Community Corner

Activist Maryland Teen to Become Eagle Scout When Ban on Gay Scouts Ends Jan. 1

Pascal Tessier, who took his cause to the national media, said, "There's so much more to do," after the ban on gay Boy Scouts was lifted. Gay Scouts will be admitted starting Jan. 1.

Gay youths will be allowed in the Boy Scouts of America for the first time starting Jan. 1, after the organization's national council voted in May to lift its longstanding ban on gay scouts. 

The action clears the way for Pascal Tessier of Kensington to become one of the organization's first openly gay Eagle Scouts.

Tessier and his Bethesda-Chevy Chase Boy Scout Troop held a demonstration earlier this year at the National Capital Area Council of Boy Scouts, demanding that openly gay youth be admitted to the BSA, reports NBC Washington.

However, gay leaders in the organization remain banned and Tessier and his family hope to see that restriction lifted as well.

^^^^

_Job A_: According to the news article about the Boy Scouts, on what date will gay youths first be allowed to join?

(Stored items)
^^^^

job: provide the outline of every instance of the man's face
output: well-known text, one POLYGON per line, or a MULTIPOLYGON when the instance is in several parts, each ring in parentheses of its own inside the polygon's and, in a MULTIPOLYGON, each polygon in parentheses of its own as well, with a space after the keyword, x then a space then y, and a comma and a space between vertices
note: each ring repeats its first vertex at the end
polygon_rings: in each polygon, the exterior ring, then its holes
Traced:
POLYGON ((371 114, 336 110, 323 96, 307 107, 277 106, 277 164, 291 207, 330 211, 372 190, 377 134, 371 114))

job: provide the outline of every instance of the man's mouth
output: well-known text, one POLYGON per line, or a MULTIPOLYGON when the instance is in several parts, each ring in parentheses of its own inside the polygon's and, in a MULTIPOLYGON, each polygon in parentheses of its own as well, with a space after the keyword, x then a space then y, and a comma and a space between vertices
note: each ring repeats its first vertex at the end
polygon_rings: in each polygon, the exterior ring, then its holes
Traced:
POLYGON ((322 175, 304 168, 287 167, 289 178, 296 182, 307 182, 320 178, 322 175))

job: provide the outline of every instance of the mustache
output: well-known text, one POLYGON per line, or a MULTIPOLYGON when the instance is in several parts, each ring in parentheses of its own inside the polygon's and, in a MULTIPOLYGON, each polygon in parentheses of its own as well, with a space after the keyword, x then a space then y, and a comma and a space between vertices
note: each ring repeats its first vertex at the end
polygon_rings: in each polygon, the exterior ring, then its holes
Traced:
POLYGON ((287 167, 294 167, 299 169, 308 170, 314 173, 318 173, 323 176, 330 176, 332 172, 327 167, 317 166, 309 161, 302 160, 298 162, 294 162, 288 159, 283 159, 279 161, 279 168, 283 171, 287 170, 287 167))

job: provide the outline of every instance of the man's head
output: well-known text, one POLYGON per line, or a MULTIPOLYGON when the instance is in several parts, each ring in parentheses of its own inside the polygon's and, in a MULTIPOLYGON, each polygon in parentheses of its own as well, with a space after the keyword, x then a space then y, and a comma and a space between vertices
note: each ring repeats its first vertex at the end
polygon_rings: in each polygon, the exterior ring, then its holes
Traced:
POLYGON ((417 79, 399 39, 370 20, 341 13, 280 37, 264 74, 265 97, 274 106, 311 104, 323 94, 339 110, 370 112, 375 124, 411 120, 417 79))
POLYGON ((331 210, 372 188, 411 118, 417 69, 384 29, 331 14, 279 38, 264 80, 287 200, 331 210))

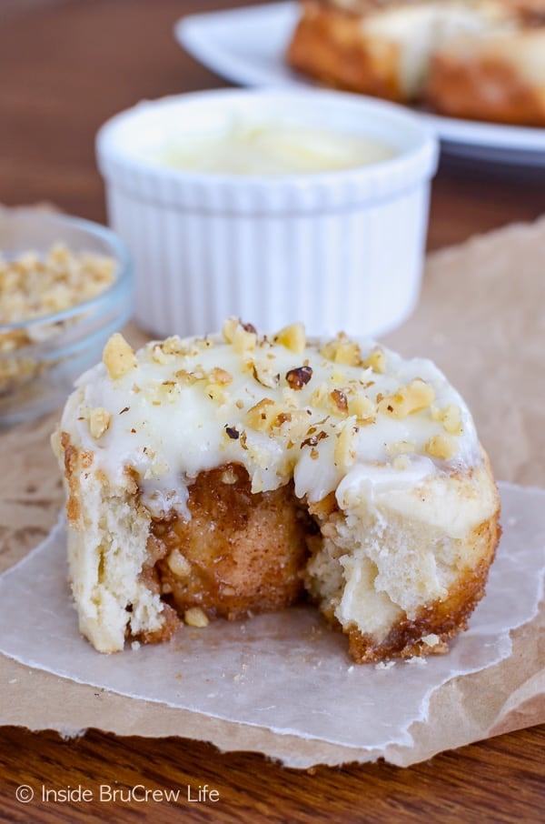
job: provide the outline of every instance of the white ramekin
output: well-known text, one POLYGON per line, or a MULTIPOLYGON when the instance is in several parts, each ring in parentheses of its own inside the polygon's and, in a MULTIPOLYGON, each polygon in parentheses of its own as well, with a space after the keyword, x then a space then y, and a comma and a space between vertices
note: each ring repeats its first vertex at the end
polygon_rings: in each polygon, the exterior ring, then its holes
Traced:
POLYGON ((437 143, 382 101, 321 90, 225 89, 144 102, 99 131, 110 222, 134 261, 136 319, 154 335, 217 330, 377 336, 418 299, 437 143), (177 135, 233 120, 334 128, 390 144, 391 159, 315 175, 234 176, 150 159, 177 135))

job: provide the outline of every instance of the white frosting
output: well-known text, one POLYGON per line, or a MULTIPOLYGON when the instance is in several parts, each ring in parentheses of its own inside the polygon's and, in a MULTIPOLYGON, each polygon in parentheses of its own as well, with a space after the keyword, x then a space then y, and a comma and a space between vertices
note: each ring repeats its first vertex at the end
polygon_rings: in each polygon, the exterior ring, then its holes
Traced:
POLYGON ((364 135, 243 122, 233 116, 219 134, 178 136, 153 159, 203 174, 274 176, 369 166, 394 154, 391 146, 364 135))
MULTIPOLYGON (((374 344, 360 341, 360 347, 365 361, 374 344)), ((307 343, 301 355, 266 338, 244 352, 219 337, 176 339, 173 348, 182 351, 164 354, 149 344, 137 353, 135 367, 116 379, 98 364, 78 380, 61 424, 73 444, 94 453, 94 469, 105 473, 111 484, 126 485, 126 468, 136 470, 144 502, 154 514, 174 508, 187 515, 188 482, 228 462, 246 467, 254 492, 275 489, 293 477, 299 497, 317 501, 336 490, 343 508, 351 489, 406 488, 434 473, 481 461, 465 403, 430 360, 404 360, 384 349, 386 368, 378 374, 371 367, 333 363, 321 354, 320 342, 307 343), (301 389, 290 387, 286 374, 303 364, 312 370, 311 379, 301 389), (218 368, 229 373, 230 383, 218 384, 218 368), (265 369, 270 379, 263 378, 265 369), (190 380, 200 379, 188 382, 187 373, 190 380), (269 387, 254 375, 272 383, 274 376, 280 378, 269 387), (357 415, 343 417, 331 400, 337 389, 348 398, 349 412, 352 398, 363 394, 376 407, 377 395, 380 401, 380 396, 392 395, 416 378, 433 389, 433 407, 401 419, 374 408, 362 425, 357 415), (263 398, 276 402, 292 421, 276 419, 263 431, 253 427, 247 413, 263 398), (461 410, 461 434, 449 436, 453 457, 439 460, 427 454, 426 444, 445 435, 434 409, 450 405, 461 410), (89 420, 96 408, 111 418, 107 430, 94 437, 89 420), (340 461, 339 438, 345 430, 350 457, 340 461), (400 442, 408 449, 401 460, 392 447, 400 442)))

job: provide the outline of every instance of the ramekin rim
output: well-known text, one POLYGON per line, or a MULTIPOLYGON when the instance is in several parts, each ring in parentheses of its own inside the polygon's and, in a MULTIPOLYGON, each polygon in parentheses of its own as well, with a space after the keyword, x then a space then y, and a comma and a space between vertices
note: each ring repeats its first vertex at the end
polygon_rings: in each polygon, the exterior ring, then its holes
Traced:
MULTIPOLYGON (((385 138, 387 139, 387 138, 385 138)), ((168 180, 173 185, 190 183, 193 186, 207 190, 212 187, 230 186, 233 189, 269 191, 285 190, 288 187, 312 189, 322 187, 324 185, 335 186, 342 183, 360 183, 374 181, 378 178, 385 180, 390 175, 396 178, 401 169, 411 169, 412 166, 421 169, 421 176, 431 176, 436 168, 439 157, 439 143, 433 131, 428 127, 411 112, 405 111, 401 106, 384 100, 352 94, 350 92, 338 92, 329 89, 272 89, 272 88, 226 88, 204 89, 202 91, 183 93, 180 95, 168 95, 154 100, 142 100, 134 106, 114 115, 99 128, 95 137, 95 151, 98 166, 104 177, 108 177, 111 168, 123 171, 138 171, 140 175, 147 175, 148 179, 168 180), (363 106, 376 112, 385 112, 400 121, 409 124, 418 137, 418 144, 407 149, 401 149, 392 157, 362 166, 351 166, 346 169, 338 169, 319 173, 288 174, 288 175, 252 175, 237 176, 224 174, 210 174, 194 172, 186 169, 173 169, 162 166, 160 164, 144 157, 128 156, 118 146, 114 146, 114 132, 126 121, 138 116, 144 109, 159 108, 163 106, 176 106, 199 99, 209 97, 213 100, 215 96, 223 98, 252 98, 252 97, 276 97, 276 98, 314 98, 316 102, 328 99, 332 102, 352 104, 363 106), (110 170, 106 166, 110 166, 110 170)))

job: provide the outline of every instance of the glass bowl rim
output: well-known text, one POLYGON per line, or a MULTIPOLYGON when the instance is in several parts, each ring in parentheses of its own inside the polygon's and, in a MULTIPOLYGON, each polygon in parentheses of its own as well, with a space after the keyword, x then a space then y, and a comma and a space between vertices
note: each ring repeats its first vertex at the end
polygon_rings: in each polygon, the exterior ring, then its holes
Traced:
MULTIPOLYGON (((90 309, 95 311, 100 310, 103 305, 105 306, 114 303, 116 298, 120 297, 121 295, 124 294, 124 292, 129 289, 133 268, 131 256, 123 240, 113 232, 112 229, 102 226, 102 224, 95 223, 93 220, 87 220, 84 217, 74 217, 71 215, 64 215, 62 212, 58 214, 55 212, 38 213, 36 209, 32 208, 6 209, 5 212, 0 210, 0 220, 6 212, 9 212, 10 216, 15 217, 15 219, 18 216, 29 216, 33 215, 36 217, 39 216, 39 218, 44 218, 46 222, 52 224, 57 223, 60 226, 72 226, 75 229, 80 229, 87 235, 99 237, 105 241, 106 246, 110 246, 110 256, 115 259, 117 273, 114 283, 104 289, 104 292, 95 295, 94 297, 90 297, 88 300, 84 300, 81 303, 74 304, 73 306, 68 306, 66 309, 61 309, 58 312, 53 312, 49 315, 40 315, 38 317, 32 317, 28 320, 18 320, 9 324, 0 324, 0 335, 21 329, 36 328, 43 325, 49 326, 61 321, 69 320, 90 309)), ((59 239, 59 242, 62 243, 62 239, 59 239)), ((32 251, 32 248, 30 248, 32 244, 29 244, 27 251, 32 251)), ((25 250, 22 249, 21 252, 24 253, 25 250)), ((104 254, 105 256, 107 256, 107 253, 102 254, 104 254)), ((31 346, 33 345, 31 344, 31 346)), ((13 357, 14 355, 20 355, 25 349, 26 349, 26 347, 22 347, 13 352, 3 354, 13 357)))

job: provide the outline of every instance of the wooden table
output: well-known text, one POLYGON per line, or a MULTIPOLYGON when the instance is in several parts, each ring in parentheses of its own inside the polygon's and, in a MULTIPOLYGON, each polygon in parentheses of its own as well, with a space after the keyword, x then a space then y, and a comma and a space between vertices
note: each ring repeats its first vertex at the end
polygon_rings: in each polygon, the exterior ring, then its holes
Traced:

^^^^

_Job B_: In the records, render the part that opens with the line containing "job: provide the outline of every instance of the glass" and closes with the line containing "MULTIPOLYGON (((90 309, 95" as a Markdown table with the columns Row and Line, leaving out blank lines.

_Written answer A_: Starting Jan. 1.

_Written answer B_:
| Row | Line |
|---|---|
| 1 | job: provide the outline of every instance of the glass bowl rim |
| 2 | output: well-known text, one POLYGON per line, or a MULTIPOLYGON when the instance is in several parts, each ring in parentheses of its own inside the polygon's and, in a MULTIPOLYGON, each polygon in parentheses of its own as well, with a space after the keyword, x then a space then y, and a comma and a space between vertices |
| 3 | note: each ring repeats its first vertex at the end |
| 4 | polygon_rings: in each polygon, the exterior ring, then its holes |
| 5 | Traced: |
| 6 | MULTIPOLYGON (((90 309, 95 311, 100 310, 103 305, 105 306, 114 303, 116 298, 120 297, 121 295, 124 294, 124 292, 129 289, 133 268, 131 256, 123 240, 113 232, 112 229, 102 226, 102 224, 95 223, 93 220, 87 220, 84 217, 74 217, 71 215, 64 215, 62 212, 58 214, 55 212, 38 213, 36 209, 32 208, 6 209, 5 212, 0 210, 0 220, 6 212, 9 212, 10 216, 15 217, 15 219, 18 216, 29 216, 33 215, 36 217, 39 216, 39 218, 44 218, 46 222, 52 224, 57 223, 60 226, 72 226, 75 229, 80 229, 87 235, 99 237, 105 241, 106 246, 110 246, 110 256, 115 259, 117 273, 114 283, 104 289, 104 292, 95 295, 94 297, 90 297, 88 300, 84 300, 81 303, 74 304, 73 306, 68 306, 66 309, 61 309, 58 312, 53 312, 49 315, 40 315, 38 317, 32 317, 28 320, 18 320, 9 324, 0 324, 0 335, 21 329, 36 328, 43 325, 49 326, 61 321, 69 320, 90 309)), ((59 239, 59 242, 62 243, 62 239, 59 239)), ((32 251, 32 248, 30 248, 32 244, 29 244, 27 251, 32 251)), ((25 250, 22 249, 21 252, 24 253, 25 250)), ((104 254, 105 256, 107 256, 107 253, 102 254, 104 254)), ((31 346, 33 345, 31 344, 31 346)), ((13 357, 14 355, 20 355, 25 349, 26 349, 26 347, 22 347, 13 352, 3 354, 13 357))) |